== Dataset rows ==
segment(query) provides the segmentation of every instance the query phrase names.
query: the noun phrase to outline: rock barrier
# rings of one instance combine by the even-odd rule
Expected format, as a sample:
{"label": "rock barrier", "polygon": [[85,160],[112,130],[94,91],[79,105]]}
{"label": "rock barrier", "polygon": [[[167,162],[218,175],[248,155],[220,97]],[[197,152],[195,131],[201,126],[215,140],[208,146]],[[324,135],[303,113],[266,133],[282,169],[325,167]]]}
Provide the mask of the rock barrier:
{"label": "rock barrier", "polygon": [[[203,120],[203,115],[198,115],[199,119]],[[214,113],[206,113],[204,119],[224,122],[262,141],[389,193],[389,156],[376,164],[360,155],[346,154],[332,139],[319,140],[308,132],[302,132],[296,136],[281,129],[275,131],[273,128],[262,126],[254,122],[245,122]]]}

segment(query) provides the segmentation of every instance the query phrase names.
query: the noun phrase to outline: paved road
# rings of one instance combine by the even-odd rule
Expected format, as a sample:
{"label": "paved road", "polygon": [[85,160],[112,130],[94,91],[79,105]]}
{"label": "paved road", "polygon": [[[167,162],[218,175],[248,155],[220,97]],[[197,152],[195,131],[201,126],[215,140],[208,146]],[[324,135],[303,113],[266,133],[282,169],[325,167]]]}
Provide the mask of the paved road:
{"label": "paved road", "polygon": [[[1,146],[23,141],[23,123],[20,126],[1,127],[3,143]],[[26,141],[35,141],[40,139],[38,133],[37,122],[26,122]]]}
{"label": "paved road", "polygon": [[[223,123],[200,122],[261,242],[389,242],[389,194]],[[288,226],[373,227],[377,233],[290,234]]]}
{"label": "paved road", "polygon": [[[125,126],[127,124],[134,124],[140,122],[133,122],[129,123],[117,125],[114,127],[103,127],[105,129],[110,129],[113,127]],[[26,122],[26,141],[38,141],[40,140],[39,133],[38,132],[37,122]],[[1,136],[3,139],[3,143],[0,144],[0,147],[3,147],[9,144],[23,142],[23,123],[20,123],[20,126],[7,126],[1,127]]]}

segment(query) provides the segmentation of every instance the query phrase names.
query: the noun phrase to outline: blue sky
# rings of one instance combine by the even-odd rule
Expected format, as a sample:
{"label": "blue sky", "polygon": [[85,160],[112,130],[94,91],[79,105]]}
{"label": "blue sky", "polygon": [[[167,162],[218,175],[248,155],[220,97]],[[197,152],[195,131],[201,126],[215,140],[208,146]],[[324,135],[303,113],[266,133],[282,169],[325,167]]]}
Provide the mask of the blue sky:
===
▸ Brief: Reproduce the data shown above exactly.

▸ Solution to this problem:
segment(query) provides the segmentation of every instance the query phrase names.
query: the noun phrase to outline: rock barrier
# rings of one instance combine by the even-odd rule
Expected format, as a sample:
{"label": "rock barrier", "polygon": [[85,160],[112,130],[94,91],[79,105]]}
{"label": "rock barrier", "polygon": [[[167,162],[218,175],[248,155],[220,97]],[[197,152],[195,131],[201,126],[215,140],[208,146]],[[324,135],[303,113],[266,133],[282,169],[325,167]]]}
Provide the mask of the rock barrier:
{"label": "rock barrier", "polygon": [[[203,120],[203,115],[198,115],[199,119]],[[214,113],[206,113],[204,119],[224,122],[262,141],[389,193],[389,156],[376,164],[360,155],[346,154],[332,139],[319,140],[308,132],[302,132],[296,136],[281,129],[275,131],[273,128],[262,126],[254,122],[245,122]]]}

segment(query) provides the segmentation of every instance the query phrase names.
query: the noun phrase to outline: paved road
# rings of one instance combine by the even-odd rule
Expected format, as a sample:
{"label": "paved road", "polygon": [[85,160],[112,130],[94,91],[79,105]]}
{"label": "paved road", "polygon": [[[167,162],[218,175],[248,155],[220,97]],[[197,152],[195,131],[201,126],[215,140],[208,146]],[[324,135],[303,113],[266,133],[282,169],[325,167]]]}
Provide the mask of the paved road:
{"label": "paved road", "polygon": [[[1,146],[23,141],[23,123],[20,126],[1,127],[3,143]],[[26,141],[35,141],[40,139],[38,133],[37,122],[26,122]]]}
{"label": "paved road", "polygon": [[[223,123],[200,122],[261,242],[389,242],[389,194]],[[288,226],[373,227],[377,233],[290,234]]]}
{"label": "paved road", "polygon": [[[125,126],[127,124],[134,124],[140,122],[133,122],[129,123],[117,125],[114,127],[103,127],[105,129],[110,129],[113,127]],[[26,122],[26,141],[38,141],[40,140],[39,133],[38,132],[37,122]],[[1,136],[3,139],[3,143],[0,144],[0,147],[3,147],[9,144],[23,142],[23,123],[20,123],[20,126],[7,126],[1,127]]]}

segment(query) provides the segmentation of every instance the query phrase names.
query: the noun phrase to outline: blue sky
# rings of one instance combine by the even-odd rule
Expected format, as a sample:
{"label": "blue sky", "polygon": [[85,160],[112,130],[94,91],[79,105]]}
{"label": "blue sky", "polygon": [[[167,162],[218,175],[248,155],[220,97]],[[197,152],[195,131],[201,126],[215,140],[208,146]],[[324,135],[303,113],[266,133],[282,169],[325,167]]]}
Provide the mask of the blue sky:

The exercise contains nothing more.